◆ THE TASK:
Take the line that contains "Where can the blurred blossom" as the first line and the last line of the material below as the final one; reproduce exactly the lines between, inclusive.

◆ SUPPLIED RECORDS:
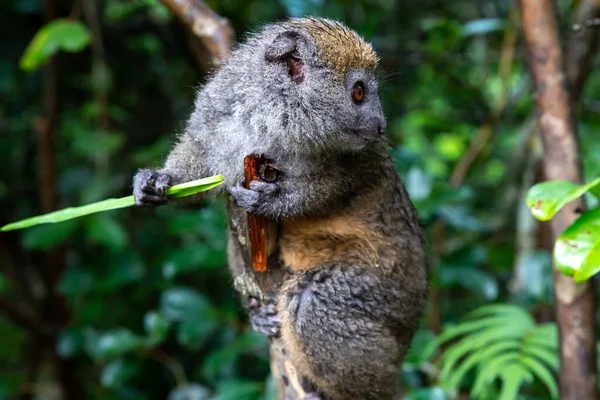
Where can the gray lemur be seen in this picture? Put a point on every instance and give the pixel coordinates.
(304, 93)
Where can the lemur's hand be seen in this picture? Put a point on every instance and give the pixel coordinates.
(150, 188)
(257, 197)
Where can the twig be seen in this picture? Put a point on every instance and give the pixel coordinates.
(24, 320)
(256, 224)
(487, 128)
(214, 31)
(574, 302)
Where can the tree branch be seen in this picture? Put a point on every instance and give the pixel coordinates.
(212, 31)
(574, 302)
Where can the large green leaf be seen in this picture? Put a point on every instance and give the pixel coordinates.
(60, 34)
(182, 190)
(546, 198)
(499, 342)
(577, 250)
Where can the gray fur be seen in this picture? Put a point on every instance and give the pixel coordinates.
(353, 319)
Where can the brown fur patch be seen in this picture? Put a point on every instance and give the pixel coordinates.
(341, 48)
(348, 235)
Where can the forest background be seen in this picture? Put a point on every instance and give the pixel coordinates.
(138, 304)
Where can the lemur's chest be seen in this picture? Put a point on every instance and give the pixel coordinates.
(351, 234)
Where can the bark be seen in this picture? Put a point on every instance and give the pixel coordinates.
(574, 302)
(214, 34)
(209, 31)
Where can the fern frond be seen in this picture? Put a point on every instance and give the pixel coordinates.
(500, 342)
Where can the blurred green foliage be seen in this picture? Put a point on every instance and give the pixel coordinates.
(151, 313)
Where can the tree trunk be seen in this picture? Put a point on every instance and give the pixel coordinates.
(574, 302)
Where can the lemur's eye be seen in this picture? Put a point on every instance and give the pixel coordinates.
(358, 92)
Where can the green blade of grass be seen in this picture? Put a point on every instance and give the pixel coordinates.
(182, 190)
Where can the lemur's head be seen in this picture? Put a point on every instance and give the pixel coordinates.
(325, 74)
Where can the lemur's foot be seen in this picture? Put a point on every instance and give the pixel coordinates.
(150, 188)
(259, 194)
(264, 318)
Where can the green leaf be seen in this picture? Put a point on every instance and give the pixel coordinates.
(546, 198)
(113, 343)
(117, 372)
(60, 34)
(513, 377)
(222, 358)
(239, 390)
(191, 391)
(197, 317)
(180, 304)
(157, 327)
(107, 231)
(432, 393)
(182, 190)
(590, 265)
(576, 250)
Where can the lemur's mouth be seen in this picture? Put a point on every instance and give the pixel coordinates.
(362, 134)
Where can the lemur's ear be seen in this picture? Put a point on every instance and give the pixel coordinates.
(284, 49)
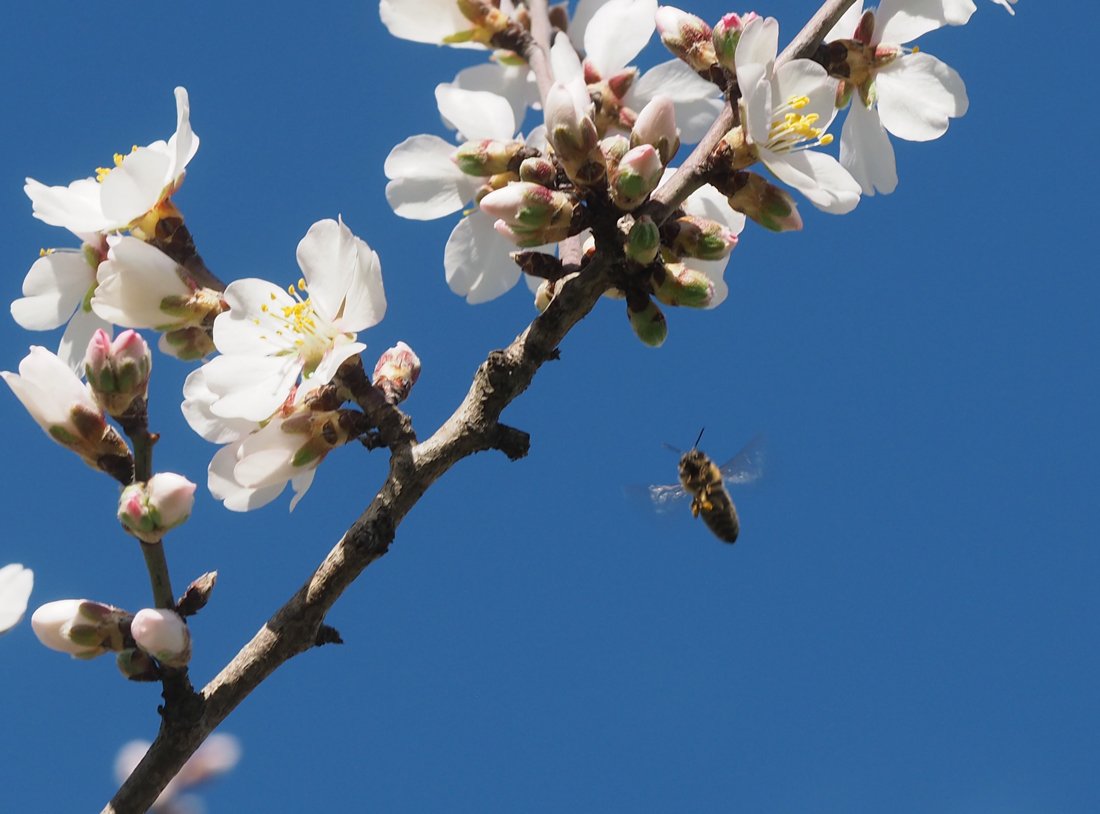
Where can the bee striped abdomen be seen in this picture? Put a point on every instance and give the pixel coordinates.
(701, 477)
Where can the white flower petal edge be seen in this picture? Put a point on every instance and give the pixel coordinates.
(917, 97)
(866, 151)
(15, 585)
(617, 32)
(476, 114)
(477, 262)
(425, 21)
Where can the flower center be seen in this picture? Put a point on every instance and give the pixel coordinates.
(101, 173)
(791, 130)
(299, 325)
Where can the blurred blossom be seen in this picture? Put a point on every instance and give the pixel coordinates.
(57, 290)
(216, 756)
(15, 585)
(121, 195)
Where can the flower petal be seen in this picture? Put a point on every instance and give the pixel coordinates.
(134, 187)
(75, 207)
(617, 32)
(15, 585)
(514, 83)
(477, 262)
(818, 176)
(233, 495)
(917, 96)
(53, 288)
(343, 275)
(901, 21)
(846, 25)
(866, 151)
(758, 45)
(251, 387)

◆ REPLY TO THE EXERCISE:
Where can the blurred blossom be seen in this picture? Put a point on every instance and give the pixel coordinates.
(57, 290)
(216, 756)
(15, 585)
(121, 195)
Where can the flower petal be seen in this picture? Put a point on every instance and give the pixel coordinates.
(134, 187)
(75, 207)
(617, 32)
(15, 585)
(514, 83)
(477, 262)
(818, 176)
(233, 495)
(917, 96)
(53, 288)
(343, 275)
(901, 21)
(846, 25)
(866, 151)
(758, 45)
(251, 387)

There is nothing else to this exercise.